## BEGIN Records to process

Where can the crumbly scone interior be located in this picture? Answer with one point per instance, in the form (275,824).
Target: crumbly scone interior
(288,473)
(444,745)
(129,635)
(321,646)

## END Records to process

To be done: Lay out every line of the records above as a JSON list of strings, one string per line, with blank lines omitted.

Complete output:
[
  "Where can the crumbly scone interior be located in this picture? Answer with one point per instance, in the form (275,824).",
  "Target: crumbly scone interior",
  "(288,473)",
  "(444,745)",
  "(129,635)",
  "(321,646)"
]